# DIRECTIONS FOR THIS TASK
Reproduce the records below exactly as they are written.

INPUT Block Start

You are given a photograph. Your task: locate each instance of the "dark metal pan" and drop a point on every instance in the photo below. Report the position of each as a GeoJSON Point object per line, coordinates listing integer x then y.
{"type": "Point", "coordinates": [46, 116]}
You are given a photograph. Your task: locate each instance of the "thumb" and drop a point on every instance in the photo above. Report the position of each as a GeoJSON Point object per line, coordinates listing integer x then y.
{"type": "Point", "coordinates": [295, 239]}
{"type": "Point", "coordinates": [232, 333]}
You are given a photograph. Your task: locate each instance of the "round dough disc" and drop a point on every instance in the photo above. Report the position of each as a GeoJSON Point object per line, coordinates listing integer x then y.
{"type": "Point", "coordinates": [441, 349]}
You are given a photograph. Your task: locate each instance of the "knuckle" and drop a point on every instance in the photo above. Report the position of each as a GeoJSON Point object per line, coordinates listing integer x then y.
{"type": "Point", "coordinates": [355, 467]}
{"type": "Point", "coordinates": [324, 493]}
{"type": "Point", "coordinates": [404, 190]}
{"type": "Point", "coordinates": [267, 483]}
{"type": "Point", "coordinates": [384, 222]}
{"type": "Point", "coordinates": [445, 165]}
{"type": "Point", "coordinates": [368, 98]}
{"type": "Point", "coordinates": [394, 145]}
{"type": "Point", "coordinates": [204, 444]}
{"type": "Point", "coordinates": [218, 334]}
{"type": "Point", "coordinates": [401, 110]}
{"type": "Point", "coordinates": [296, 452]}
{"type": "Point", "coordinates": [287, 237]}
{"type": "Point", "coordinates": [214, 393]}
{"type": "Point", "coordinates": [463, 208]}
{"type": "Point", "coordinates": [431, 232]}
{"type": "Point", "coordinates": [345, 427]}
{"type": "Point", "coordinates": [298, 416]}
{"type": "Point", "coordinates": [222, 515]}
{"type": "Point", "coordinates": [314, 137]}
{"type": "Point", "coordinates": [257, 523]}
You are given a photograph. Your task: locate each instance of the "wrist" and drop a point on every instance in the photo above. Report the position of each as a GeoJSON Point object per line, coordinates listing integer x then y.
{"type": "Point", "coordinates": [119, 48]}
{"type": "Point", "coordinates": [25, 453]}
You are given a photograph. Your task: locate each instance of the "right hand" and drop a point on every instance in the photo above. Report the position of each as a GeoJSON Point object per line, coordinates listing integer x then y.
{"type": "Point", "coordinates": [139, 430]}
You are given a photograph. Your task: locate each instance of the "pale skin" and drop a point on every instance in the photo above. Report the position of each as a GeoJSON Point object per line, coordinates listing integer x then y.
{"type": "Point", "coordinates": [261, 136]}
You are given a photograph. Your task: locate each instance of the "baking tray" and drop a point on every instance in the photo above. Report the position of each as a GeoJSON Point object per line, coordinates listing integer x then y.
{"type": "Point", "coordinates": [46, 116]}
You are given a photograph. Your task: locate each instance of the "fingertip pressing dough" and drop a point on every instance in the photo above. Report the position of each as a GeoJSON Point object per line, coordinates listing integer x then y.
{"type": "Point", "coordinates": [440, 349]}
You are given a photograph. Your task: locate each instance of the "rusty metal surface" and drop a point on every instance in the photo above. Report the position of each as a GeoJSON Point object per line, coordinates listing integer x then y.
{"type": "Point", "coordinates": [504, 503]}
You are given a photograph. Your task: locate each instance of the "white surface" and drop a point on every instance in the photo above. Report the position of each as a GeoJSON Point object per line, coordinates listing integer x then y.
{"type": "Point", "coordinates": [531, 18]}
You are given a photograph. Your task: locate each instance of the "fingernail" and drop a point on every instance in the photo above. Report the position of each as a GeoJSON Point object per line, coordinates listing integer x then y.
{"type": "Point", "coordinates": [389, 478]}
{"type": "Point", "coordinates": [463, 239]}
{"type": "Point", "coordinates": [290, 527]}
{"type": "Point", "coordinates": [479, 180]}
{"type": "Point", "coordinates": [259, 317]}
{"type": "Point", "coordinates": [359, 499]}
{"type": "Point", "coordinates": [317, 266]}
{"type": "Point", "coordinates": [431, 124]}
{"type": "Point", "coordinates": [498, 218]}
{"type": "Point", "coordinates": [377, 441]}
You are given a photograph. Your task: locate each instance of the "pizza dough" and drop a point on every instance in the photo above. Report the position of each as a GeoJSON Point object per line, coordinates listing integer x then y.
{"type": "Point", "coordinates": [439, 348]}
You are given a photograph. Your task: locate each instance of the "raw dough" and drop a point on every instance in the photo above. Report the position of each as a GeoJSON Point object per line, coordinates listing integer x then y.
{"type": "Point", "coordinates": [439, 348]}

INPUT Block End

# TASK RESPONSE
You are given a photograph. Your task: locate each instance of the "dark metal pan" and drop a point on every instance in the photo below. Report the position of each as a GeoJSON Point object per line, coordinates listing integer x then y.
{"type": "Point", "coordinates": [46, 116]}
You are given a photograph. Your task: locate each instance of the "thumb" and drop a point on every instance in the photo above. Report the position of each as a GeoJSON Point object per line, coordinates listing integer x then y.
{"type": "Point", "coordinates": [295, 239]}
{"type": "Point", "coordinates": [232, 333]}
You are given a photograph. Your task: locate each instance of the "round dough disc" and drop a point on every instance in the photo above. Report the position of each as a GeoJSON Point object per line, coordinates listing integer x then y.
{"type": "Point", "coordinates": [441, 349]}
You are given a photograph. Your task: locate each instance of the "knuckle" and drop a point on every instance in the photo above. Report the position of each as a GeoJSON Point object per line, coordinates listing integer x then y.
{"type": "Point", "coordinates": [355, 467]}
{"type": "Point", "coordinates": [324, 493]}
{"type": "Point", "coordinates": [404, 190]}
{"type": "Point", "coordinates": [267, 483]}
{"type": "Point", "coordinates": [384, 222]}
{"type": "Point", "coordinates": [445, 165]}
{"type": "Point", "coordinates": [368, 98]}
{"type": "Point", "coordinates": [394, 145]}
{"type": "Point", "coordinates": [204, 444]}
{"type": "Point", "coordinates": [218, 334]}
{"type": "Point", "coordinates": [401, 110]}
{"type": "Point", "coordinates": [296, 452]}
{"type": "Point", "coordinates": [287, 237]}
{"type": "Point", "coordinates": [214, 393]}
{"type": "Point", "coordinates": [463, 208]}
{"type": "Point", "coordinates": [431, 232]}
{"type": "Point", "coordinates": [345, 427]}
{"type": "Point", "coordinates": [298, 416]}
{"type": "Point", "coordinates": [222, 515]}
{"type": "Point", "coordinates": [314, 137]}
{"type": "Point", "coordinates": [257, 523]}
You are given a photograph. Your task: locate each instance of the "wrist" and drop a point on every instance in the photo above. Report the position of each as a GeoJSON Point object per line, coordinates listing integer x then y.
{"type": "Point", "coordinates": [119, 48]}
{"type": "Point", "coordinates": [25, 453]}
You are given a photograph. Your task: locate each instance of the "right hand" and drop a point on every instance in the photo above. Report the position of each as a GeoJSON Point object per line, coordinates listing integer x then y.
{"type": "Point", "coordinates": [139, 430]}
You are given a photograph. Your task: locate each instance of the "pale skin" and drop a point on every instance in the photo above. Report the position of each as a GeoJSON Point object per line, coordinates listing integer x then y.
{"type": "Point", "coordinates": [261, 136]}
You are given a photograph. Your task: locate each instance of the "baking tray" and drop a point on every instance in the photo above. Report the position of each as a GeoJSON Point object per line, coordinates listing integer x then y.
{"type": "Point", "coordinates": [46, 116]}
You are given a photograph. Your task: locate each instance of the "fingertip pressing dough" and drop a point on every instance in the photo above. Report the position of each as a GeoJSON Point object per line, coordinates listing integer x then y.
{"type": "Point", "coordinates": [440, 349]}
You are given a photograph. Your task: locate each instance of the "rusty metal surface" and drop a point on every instance in the photo above. Report the position of each as a GeoJSON Point object per line, coordinates listing integer x then y.
{"type": "Point", "coordinates": [504, 503]}
You are given a photograph. Your task: locate each instance of the "white surface" and drop a point on every instance in the photo above. Report the position of each as a GeoJSON Point object per line, coordinates listing integer x then y.
{"type": "Point", "coordinates": [531, 18]}
You are given a photograph. Your task: locate each instance of the "fingernail" and drop a point on every instance in the photo above. Report the position of each as a GeoJSON Point object per line, coordinates listing integer x then y.
{"type": "Point", "coordinates": [389, 478]}
{"type": "Point", "coordinates": [463, 239]}
{"type": "Point", "coordinates": [290, 527]}
{"type": "Point", "coordinates": [479, 180]}
{"type": "Point", "coordinates": [259, 317]}
{"type": "Point", "coordinates": [359, 499]}
{"type": "Point", "coordinates": [317, 266]}
{"type": "Point", "coordinates": [431, 124]}
{"type": "Point", "coordinates": [498, 218]}
{"type": "Point", "coordinates": [377, 441]}
You are given a photograph. Your task: locate each instance of the "pizza dough" and drop a point on every instance in the photo above. Report the position of each as a GeoJSON Point object per line, coordinates listing integer x then y.
{"type": "Point", "coordinates": [439, 348]}
You are given a photograph. Your task: locate each instance of the "raw dough" and drop a point on every instance in the photo above. Report the position of each as a GeoJSON Point object per line, coordinates listing integer x then y.
{"type": "Point", "coordinates": [439, 348]}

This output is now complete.